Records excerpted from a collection
— START —

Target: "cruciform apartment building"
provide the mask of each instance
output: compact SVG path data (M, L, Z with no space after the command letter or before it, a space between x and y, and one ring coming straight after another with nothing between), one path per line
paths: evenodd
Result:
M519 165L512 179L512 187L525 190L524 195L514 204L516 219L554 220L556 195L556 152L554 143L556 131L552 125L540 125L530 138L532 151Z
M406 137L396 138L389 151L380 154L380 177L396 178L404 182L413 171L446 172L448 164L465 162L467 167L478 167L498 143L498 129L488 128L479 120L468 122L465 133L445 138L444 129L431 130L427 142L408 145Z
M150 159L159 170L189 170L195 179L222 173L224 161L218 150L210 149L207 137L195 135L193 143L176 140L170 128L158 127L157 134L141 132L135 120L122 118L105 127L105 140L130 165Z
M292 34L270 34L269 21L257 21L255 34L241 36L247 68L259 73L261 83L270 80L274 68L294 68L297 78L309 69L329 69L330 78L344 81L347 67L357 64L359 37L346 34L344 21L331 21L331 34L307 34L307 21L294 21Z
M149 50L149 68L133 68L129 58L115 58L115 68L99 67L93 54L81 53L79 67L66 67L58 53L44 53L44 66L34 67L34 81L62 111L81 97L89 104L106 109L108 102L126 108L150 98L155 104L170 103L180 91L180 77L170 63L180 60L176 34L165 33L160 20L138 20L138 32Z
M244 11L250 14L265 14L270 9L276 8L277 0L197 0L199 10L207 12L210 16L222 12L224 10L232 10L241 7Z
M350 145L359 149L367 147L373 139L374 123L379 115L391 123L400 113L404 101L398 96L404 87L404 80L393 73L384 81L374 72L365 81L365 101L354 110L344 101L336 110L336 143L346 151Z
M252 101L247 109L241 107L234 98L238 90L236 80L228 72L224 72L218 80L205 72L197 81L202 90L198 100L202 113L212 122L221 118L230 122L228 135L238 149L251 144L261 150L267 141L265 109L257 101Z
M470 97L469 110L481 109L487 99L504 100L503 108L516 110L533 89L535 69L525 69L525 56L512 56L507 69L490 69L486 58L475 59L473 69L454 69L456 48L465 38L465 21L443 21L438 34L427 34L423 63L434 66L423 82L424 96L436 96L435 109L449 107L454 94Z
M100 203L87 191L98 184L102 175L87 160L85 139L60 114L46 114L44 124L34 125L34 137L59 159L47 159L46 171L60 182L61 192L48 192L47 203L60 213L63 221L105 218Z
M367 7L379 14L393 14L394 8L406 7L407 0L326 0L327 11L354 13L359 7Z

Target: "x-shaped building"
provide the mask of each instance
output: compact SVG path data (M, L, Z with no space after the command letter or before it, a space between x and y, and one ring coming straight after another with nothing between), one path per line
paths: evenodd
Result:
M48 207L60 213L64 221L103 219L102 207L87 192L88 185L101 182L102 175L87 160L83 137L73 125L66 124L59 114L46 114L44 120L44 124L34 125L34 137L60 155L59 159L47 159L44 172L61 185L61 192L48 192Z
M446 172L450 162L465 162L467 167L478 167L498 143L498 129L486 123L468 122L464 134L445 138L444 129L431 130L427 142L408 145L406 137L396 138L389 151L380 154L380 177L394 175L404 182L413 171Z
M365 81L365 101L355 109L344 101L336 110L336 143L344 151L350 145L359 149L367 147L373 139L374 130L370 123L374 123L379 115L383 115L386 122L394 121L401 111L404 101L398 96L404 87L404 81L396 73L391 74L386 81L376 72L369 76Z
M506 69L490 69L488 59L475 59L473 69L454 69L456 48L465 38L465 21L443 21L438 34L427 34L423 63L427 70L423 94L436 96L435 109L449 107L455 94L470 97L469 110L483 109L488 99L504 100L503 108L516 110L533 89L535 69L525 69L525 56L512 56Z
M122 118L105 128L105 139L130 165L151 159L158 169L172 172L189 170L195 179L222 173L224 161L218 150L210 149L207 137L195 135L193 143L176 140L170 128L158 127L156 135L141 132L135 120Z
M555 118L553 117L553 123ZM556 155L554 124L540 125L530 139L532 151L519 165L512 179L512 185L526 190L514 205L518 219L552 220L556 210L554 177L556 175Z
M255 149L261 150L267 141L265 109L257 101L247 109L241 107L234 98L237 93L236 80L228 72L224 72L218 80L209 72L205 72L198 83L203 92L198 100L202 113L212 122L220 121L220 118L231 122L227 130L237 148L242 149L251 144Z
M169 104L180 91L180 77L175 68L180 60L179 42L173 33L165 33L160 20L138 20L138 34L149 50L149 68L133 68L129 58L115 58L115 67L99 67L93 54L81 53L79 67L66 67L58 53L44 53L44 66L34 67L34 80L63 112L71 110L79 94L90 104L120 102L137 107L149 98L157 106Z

— END —

» **TASK GOAL**
Present the lines above as a numbered list, leaving out any blank lines.

» **WORKED ANSWER**
1. Target: "cruciform apartment building"
2. provide the mask of each instance
3. output: compact SVG path data (M, L, Z with no space after the command letter or before it, a space between x and y, and one ring coming straight after another with nothing between), one path per line
4. paths: evenodd
5. Result:
6. M519 165L512 179L512 187L525 190L524 195L514 204L516 219L554 220L556 195L556 152L554 143L556 131L552 125L540 125L530 138L532 151Z
7. M406 137L396 138L389 151L380 154L380 177L396 178L404 182L413 171L446 172L448 164L465 162L467 167L478 167L498 143L498 129L488 128L479 120L468 122L465 133L445 138L444 129L431 130L427 142L408 145Z
8. M150 159L159 170L189 170L195 179L222 173L224 161L218 150L210 149L207 137L195 135L193 143L176 140L170 128L158 127L157 134L141 132L135 120L122 118L105 127L105 140L130 165Z
9. M292 34L270 34L269 21L257 21L255 34L241 36L247 68L259 73L261 83L270 80L274 68L294 68L297 78L309 69L329 69L330 78L344 81L347 67L357 64L359 37L346 34L344 21L331 21L331 34L307 34L307 21L294 21Z
10. M149 50L149 68L133 68L129 58L115 58L115 68L99 67L93 54L81 53L79 67L66 67L58 53L44 53L44 66L34 67L34 81L62 111L81 97L89 104L106 109L108 102L126 108L150 98L155 104L170 103L180 91L180 77L170 63L180 60L176 34L165 33L160 20L138 20L138 32Z
11. M244 11L250 14L265 14L270 9L276 8L277 0L197 0L199 10L207 12L210 16L222 12L224 10L232 10L241 7Z
12. M350 145L359 149L367 147L373 139L374 123L379 115L391 123L400 113L404 101L398 96L404 87L404 80L393 73L384 81L374 72L365 81L365 101L354 110L344 101L336 110L336 143L346 151Z
13. M252 101L247 109L241 107L234 98L238 90L236 80L228 72L224 72L218 80L205 72L197 81L202 90L198 100L202 113L212 122L221 118L230 122L228 135L238 149L251 144L261 150L267 141L265 109L257 101Z
14. M470 97L469 110L481 109L487 99L504 100L503 108L516 110L533 89L535 69L525 69L525 56L512 56L507 69L490 69L486 58L475 59L473 69L454 69L456 48L465 38L465 21L443 21L438 34L427 34L423 63L434 66L423 82L424 96L436 96L435 109L449 107L454 94Z
15. M100 203L87 191L98 184L102 175L87 160L85 139L60 114L46 114L44 124L34 125L34 137L59 159L47 159L46 171L60 182L61 192L48 192L47 203L60 213L63 221L105 218Z
16. M367 7L379 14L393 14L394 8L406 7L407 0L326 0L327 11L354 13L359 7Z
17. Target: "x-shaped building"
18. provide the mask of each instance
19. output: compact SVG path data (M, L, Z with no space after the command letter or before it, a space between x and y, and one ring coming straight after another with nothing between), one path per line
20. paths: evenodd
21. Result:
22. M48 207L60 213L64 221L103 219L102 207L87 192L88 185L101 182L102 175L87 160L83 137L73 125L66 124L59 114L46 114L44 120L44 124L34 125L34 137L60 155L59 159L47 159L44 172L61 185L61 192L48 192Z
23. M446 172L450 162L465 162L467 167L478 167L498 143L498 129L486 123L468 122L464 134L445 138L444 129L431 130L427 142L408 145L406 137L396 138L389 151L380 154L380 177L394 175L404 182L413 171Z
24. M365 81L365 101L355 109L344 101L336 110L336 143L344 151L350 145L359 149L367 147L373 139L374 130L370 123L374 123L379 115L383 115L386 122L394 121L401 111L404 101L398 96L404 87L404 81L396 73L391 74L386 81L376 72L369 76Z
25. M506 69L490 69L488 59L475 59L473 69L454 69L456 48L465 38L465 21L443 21L438 34L427 34L423 63L427 70L423 94L436 96L435 109L449 107L455 94L470 97L469 110L483 109L488 99L504 100L503 108L516 110L533 89L535 69L525 69L525 56L512 56Z
26. M122 118L105 128L105 139L130 165L151 159L158 169L172 172L189 170L195 179L222 173L224 161L218 150L210 149L207 137L195 135L193 143L176 140L170 128L158 127L156 135L141 132L135 120Z
27. M555 118L553 117L553 123ZM556 155L554 124L540 125L530 139L532 151L519 165L512 179L512 185L526 190L514 205L518 219L552 220L556 210L554 177L556 175Z
28. M255 149L261 150L267 141L265 109L257 101L247 109L241 107L234 98L237 93L236 80L228 72L224 72L218 80L209 72L205 72L198 83L203 92L198 100L202 113L212 122L220 121L220 118L231 122L227 130L237 148L242 149L251 144Z
29. M169 104L180 91L180 77L175 68L180 60L179 42L173 33L165 33L160 20L138 20L138 34L149 50L149 68L133 68L129 58L115 58L115 67L99 67L93 54L81 53L79 67L66 67L58 53L44 53L44 66L34 67L34 80L63 112L71 110L79 94L90 104L120 102L137 107L149 98L157 106Z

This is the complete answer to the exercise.